- AUFGABENLISTE:
A – Prüfe, ob die folgenden Aussagen mit der Rezension übereinstimmen, und antworte jeweils mit Ja oder Nein samt den entscheidenden Worten aus der Rezension als wörtlichem Zitat: (i) Marina Abramović ritzt sich in ihrer Performance Lips of Thomas einen fünfzackigen Stern in den Bauch. (ii) Die ausführliche Auseinandersetzung mit dem Konzept des Performativen steht am Anfang von Knapps Arbeit. (iii) Knapps Arbeit ist eine Dissertationsschrift.
B – Beantworte anhand der Rezension die folgenden Fragen:
(i) An wessen Performativitäts-Theorie ist Lore Knapp geschult?
(ii) Mit den Werken welcher beiden Künstler setzt sich der Hauptteil der Arbeit auseinander?
(iii) Mit welchem Brecht-Wort kennzeichnet Knapp die Logik der Texte der genannten Theoretiker?

- ANGEZEIGTER TEXT:
────
Zwischen Performanz und Transzendenz
Lore Knapp analysiert Spielformen der Kunstreligion auf hohem Niveau
Von Swen Schulte Eickholt
Besprochene Bücher / LiteraturhinweiseWenn Marina Abramović sich im Verlauf ihrer Performance Lips of Thomas einen fünfzackigen Stern in den Bauch ritzt, kann es für den Zuschauer nicht in erster Linie darum gehen, diesen Prozess zu verstehen und zu deuten, sondern ihn zu erfahren – sich ihm auszusetzen. Die Deutung, wie Lore Knapp geschult an Erika Fischer-Lichtes Performativitäts-Theorie postuliert, kann erst nachträglich vollzogen werden. Das Erlebnis der Performance könne den Rezipienten zu religiösen Deutungen führen, muss es aber nicht. So ließe sich vereinfacht der Haupteinwand zusammenfassen, den Knapp in dem sehr gut recherchiertem Abschlusskapitel ihrer Arbeit Formen des Kunstreligiösen. Peter Handke – Christoph Schlingensief gegen eine Tendenz der gegenwärtigen Ästhetiken formuliert, die das Erhabene zu einer Eigenschaft der Kunst selbst machen. In den Vorstellungen von Dieter Mersch, Hans Ulrich Gumbrecht oder auch Martin Seel verweist die Kunst auf den undeutbaren Rest hinter den Zeichen, der etwa in der Präsenz des Werkes erfahrbar wird – ausführlich stellt Knapp hier Herkunft und Implikationen des Aurakonzepts vor, das zu Recht als erste Kondensationsform einer kunstreligiösen Ästhetik betrachtet wird. Allerdings verweisen die genannten Theoretiker ebenso häufig auf die Nähe ihrer Vorstellungen zur Mystik, wie sie eine Strukturhomologie verleugnen. Zutreffend kennzeichnet Knapp die Logik dieser Texte mit einem Brecht-Wort: „alles mystik, bei einer haltung gegen mystik“.
Es irritiert ein wenig, dass diese sehr anregende und gründliche Auseinandersetzung mit einer kunstreligiösen Ästhetik nur teilweise in die theoretischen Vorüberlegungen eingeflossen ist. Der Hauptteil der Arbeit liefert eine ausführliche Auseinandersetzung mit den Formen des Kunstreligiösen bei Peter Handke und Christoph Schlingensief, die von Überlegungen grundsätzlicher Art zum Begriff der Kunstreligion eingeleitet werden. Eine gewisse, noch zu erläuternde Inkompatibilität des Performativitätskonzepts mit der Idee von Kunstreligion, die die Arbeit nicht reflektiert, könnte dazu geführt haben, dass die ausführliche Auseinandersetzung mit dem Konzept des Performativen erst nachgeliefert wird, da sie die Analyse der Werke Handkes und Schlingensiefs gestört hätte. Ausdrücklich sei an dieser Stelle allerdings das hohe Niveau der Analyse betont, das Lore Knapps Dissertationsschrift zu einer lohnenden Lektüre macht. Die nachfolgenden Überlegungen ergeben sich gerade aus dieser fachlichen Komplexität, die leistet, was Geisteswissenschaften im besten Fall leisten sollen: zum Weiterdenken anregen.
────
Datensatzauszug
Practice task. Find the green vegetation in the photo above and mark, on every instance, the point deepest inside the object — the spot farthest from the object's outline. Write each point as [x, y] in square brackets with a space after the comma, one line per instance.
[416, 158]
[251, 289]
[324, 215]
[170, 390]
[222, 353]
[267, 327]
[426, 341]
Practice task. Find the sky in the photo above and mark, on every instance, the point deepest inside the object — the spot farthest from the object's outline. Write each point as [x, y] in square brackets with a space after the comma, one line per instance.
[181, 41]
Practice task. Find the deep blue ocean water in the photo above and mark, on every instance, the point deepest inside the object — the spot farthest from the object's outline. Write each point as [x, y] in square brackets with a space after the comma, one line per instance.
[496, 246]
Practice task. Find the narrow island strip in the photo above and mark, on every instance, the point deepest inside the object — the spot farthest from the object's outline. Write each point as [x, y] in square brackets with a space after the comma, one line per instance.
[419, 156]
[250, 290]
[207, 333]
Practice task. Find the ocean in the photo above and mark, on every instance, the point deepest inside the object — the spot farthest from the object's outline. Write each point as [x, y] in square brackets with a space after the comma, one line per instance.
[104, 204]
────
- ENDGÜLTIGE ANTWORTEN:
A –
(i) Ja – „einen fünfzackigen Stern in den Bauch ritzt“
(ii) Nein – „die ausführliche Auseinandersetzung mit dem Konzept des Performativen erst nachgeliefert wird“
(iii) Ja – „Lore Knapps Dissertationsschrift“

B –
(i) An Erika Fischer-Lichtes Performativitäts-Theorie.
(ii) Mit den Werken von Peter Handke und Christoph Schlingensief.
(iii) „alles mystik, bei einer haltung gegen mystik“